# Text provided:
▼
Kingdom Hearts: Dream Drop Distance
Kingdom Hearts: Dream Drop Distance is far from being one of the best entries in the series. It has some good ideas, making exploration a more engaging part of the experience, but its narrative is too sparse and unfulfilling, having nothing new to say about its themes while refusing to advance the overarching story until the last moment. In that sense, Dream Drop Distance is much more akin to Re: Coded than something meaningful like 358/2 Days.
The plot exudes that yawning-inducing stench of a filler. Sora and Riku are summoned before Yen Sid and told they have to pass a test to be granted the title of Keyblade Masters. This “Mark of Mastery” exam is supposed to prepare them for the final battle against the series’ main villain, Xehanort. They are to go to seven “sleeping worlds”, solve their problems, and wake them up from their slumber.
▲
Location labeling records
▼
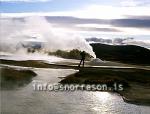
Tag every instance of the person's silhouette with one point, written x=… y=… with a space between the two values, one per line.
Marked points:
x=82 y=58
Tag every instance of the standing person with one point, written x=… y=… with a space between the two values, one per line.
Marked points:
x=82 y=58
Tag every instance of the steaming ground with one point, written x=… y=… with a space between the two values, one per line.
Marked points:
x=22 y=56
x=15 y=31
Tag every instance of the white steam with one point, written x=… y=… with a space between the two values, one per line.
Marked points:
x=16 y=30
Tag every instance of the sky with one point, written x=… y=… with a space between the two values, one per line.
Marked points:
x=89 y=18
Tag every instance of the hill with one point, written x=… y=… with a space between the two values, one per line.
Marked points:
x=123 y=53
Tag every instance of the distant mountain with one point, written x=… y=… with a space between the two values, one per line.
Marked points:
x=123 y=53
x=120 y=41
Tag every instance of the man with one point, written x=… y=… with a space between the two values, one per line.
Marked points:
x=82 y=58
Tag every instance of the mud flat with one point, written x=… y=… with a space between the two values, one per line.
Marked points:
x=136 y=82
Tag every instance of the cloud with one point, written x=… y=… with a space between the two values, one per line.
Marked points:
x=134 y=3
x=25 y=0
x=131 y=24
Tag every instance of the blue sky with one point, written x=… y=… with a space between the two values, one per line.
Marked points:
x=88 y=17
▲
# What to do:
1 > Return the Dream Drop Distance review word for word, in full.
2 > Retype the records verbatim, starting with the line that contains "Tag every instance of the blue" and going on through the end of the records.

# Task-by-task solutions:
1 >
Kingdom Hearts: Dream Drop Distance
Kingdom Hearts: Dream Drop Distance is far from being one of the best entries in the series. It has some good ideas, making exploration a more engaging part of the experience, but its narrative is too sparse and unfulfilling, having nothing new to say about its themes while refusing to advance the overarching story until the last moment. In that sense, Dream Drop Distance is much more akin to Re: Coded than something meaningful like 358/2 Days.
The plot exudes that yawning-inducing stench of a filler. Sora and Riku are summoned before Yen Sid and told they have to pass a test to be granted the title of Keyblade Masters. This “Mark of Mastery” exam is supposed to prepare them for the final battle against the series’ main villain, Xehanort. They are to go to seven “sleeping worlds”, solve their problems, and wake them up from their slumber.

2 >
Tag every instance of the blue sky with one point, written x=… y=… with a space between the two values, one per line.
Marked points:
x=88 y=17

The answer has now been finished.